Pointing records

==============================

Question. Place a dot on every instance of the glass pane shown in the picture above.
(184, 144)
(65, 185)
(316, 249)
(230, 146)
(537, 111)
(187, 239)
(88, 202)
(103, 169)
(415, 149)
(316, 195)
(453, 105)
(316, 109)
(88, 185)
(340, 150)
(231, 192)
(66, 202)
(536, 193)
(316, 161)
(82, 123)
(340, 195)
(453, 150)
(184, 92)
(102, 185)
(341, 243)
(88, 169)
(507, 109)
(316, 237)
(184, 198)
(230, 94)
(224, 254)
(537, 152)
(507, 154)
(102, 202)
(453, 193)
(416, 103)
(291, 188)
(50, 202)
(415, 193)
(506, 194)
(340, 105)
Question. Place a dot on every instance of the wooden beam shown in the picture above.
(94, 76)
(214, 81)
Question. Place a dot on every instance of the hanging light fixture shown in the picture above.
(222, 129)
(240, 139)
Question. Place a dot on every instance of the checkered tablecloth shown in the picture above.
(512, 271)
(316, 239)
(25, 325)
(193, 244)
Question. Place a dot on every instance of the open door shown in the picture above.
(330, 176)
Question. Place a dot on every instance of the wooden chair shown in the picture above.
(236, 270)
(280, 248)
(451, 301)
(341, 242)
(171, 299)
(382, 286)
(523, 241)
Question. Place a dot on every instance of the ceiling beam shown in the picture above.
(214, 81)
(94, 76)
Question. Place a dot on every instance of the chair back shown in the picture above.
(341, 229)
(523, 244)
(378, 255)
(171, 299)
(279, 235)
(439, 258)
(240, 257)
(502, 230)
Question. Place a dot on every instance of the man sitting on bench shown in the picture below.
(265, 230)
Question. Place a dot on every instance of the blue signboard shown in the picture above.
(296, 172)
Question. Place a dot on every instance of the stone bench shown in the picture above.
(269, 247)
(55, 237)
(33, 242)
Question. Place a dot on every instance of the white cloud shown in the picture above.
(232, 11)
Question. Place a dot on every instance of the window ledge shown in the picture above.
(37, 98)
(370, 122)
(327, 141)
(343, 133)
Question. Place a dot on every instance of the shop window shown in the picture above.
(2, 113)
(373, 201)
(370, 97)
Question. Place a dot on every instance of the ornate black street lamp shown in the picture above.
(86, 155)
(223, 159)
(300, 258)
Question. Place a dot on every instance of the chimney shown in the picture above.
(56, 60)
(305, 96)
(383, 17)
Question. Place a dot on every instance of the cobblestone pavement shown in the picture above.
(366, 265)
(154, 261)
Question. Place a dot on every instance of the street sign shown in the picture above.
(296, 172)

==============================

TASK REQUIREMENTS :: Can you give every line above again, exactly as written?

RESULT BELOW ::
Question. Place a dot on every instance of the glass pane shown in the picture above.
(184, 144)
(65, 185)
(316, 249)
(230, 146)
(537, 111)
(187, 239)
(88, 202)
(103, 169)
(415, 149)
(316, 195)
(453, 105)
(316, 109)
(88, 185)
(340, 150)
(231, 192)
(66, 202)
(536, 193)
(316, 161)
(82, 123)
(340, 195)
(453, 150)
(184, 92)
(102, 185)
(341, 243)
(88, 169)
(507, 109)
(316, 237)
(184, 198)
(230, 94)
(224, 254)
(537, 152)
(507, 154)
(102, 202)
(453, 193)
(416, 103)
(291, 188)
(50, 202)
(415, 193)
(506, 194)
(340, 105)
Question. Place a dot on every instance of the wooden beam shown in the picture above.
(94, 76)
(214, 81)
Question. Place a dot on every instance of the hanging light fixture shown in the picture above.
(222, 129)
(240, 139)
Question. Place a dot on every instance of the checkered tablecloth shown in the picture above.
(512, 271)
(316, 239)
(25, 325)
(193, 244)
Question. Place a dot on every instance of the open door shown in the picture above.
(330, 176)
Question. Place a dot on every instance of the wooden chair shown in the picture above.
(236, 270)
(280, 248)
(451, 301)
(341, 242)
(171, 299)
(382, 286)
(523, 241)
Question. Place a dot on every instance of the ceiling beam shown in the picture above.
(214, 81)
(94, 76)
Question. Place a dot on every instance of the chair back shown in the picture above.
(341, 229)
(523, 244)
(378, 255)
(171, 299)
(279, 235)
(439, 258)
(240, 257)
(502, 230)
Question. Place a dot on every instance of the man sitting on bench shown in the picture below.
(265, 230)
Question. Place a dot on every instance of the blue signboard shown in the picture above.
(296, 172)
Question. Place a dot on every instance of the stone bench shown in the picture above.
(269, 247)
(55, 237)
(33, 242)
Question. Place a dot on every instance of the white cloud shown in the picture above.
(232, 11)
Question. Place a dot on every instance of the window ledge shown in the picture above.
(37, 98)
(370, 122)
(327, 141)
(343, 133)
Question. Place a dot on every instance of the shop window shown in the picture above.
(2, 113)
(373, 201)
(370, 97)
Question. Place a dot on every instance of the ornate black street lamp shown in the picture above.
(86, 155)
(223, 159)
(300, 258)
Question. Place a dot on every instance of the chimney shown in the picture above.
(56, 60)
(305, 96)
(383, 17)
Question. Place a dot on every instance of the cobblestone pavement shown in the picture above.
(366, 265)
(154, 261)
Question. Place a dot on every instance of the street sign shown in the picture above.
(296, 172)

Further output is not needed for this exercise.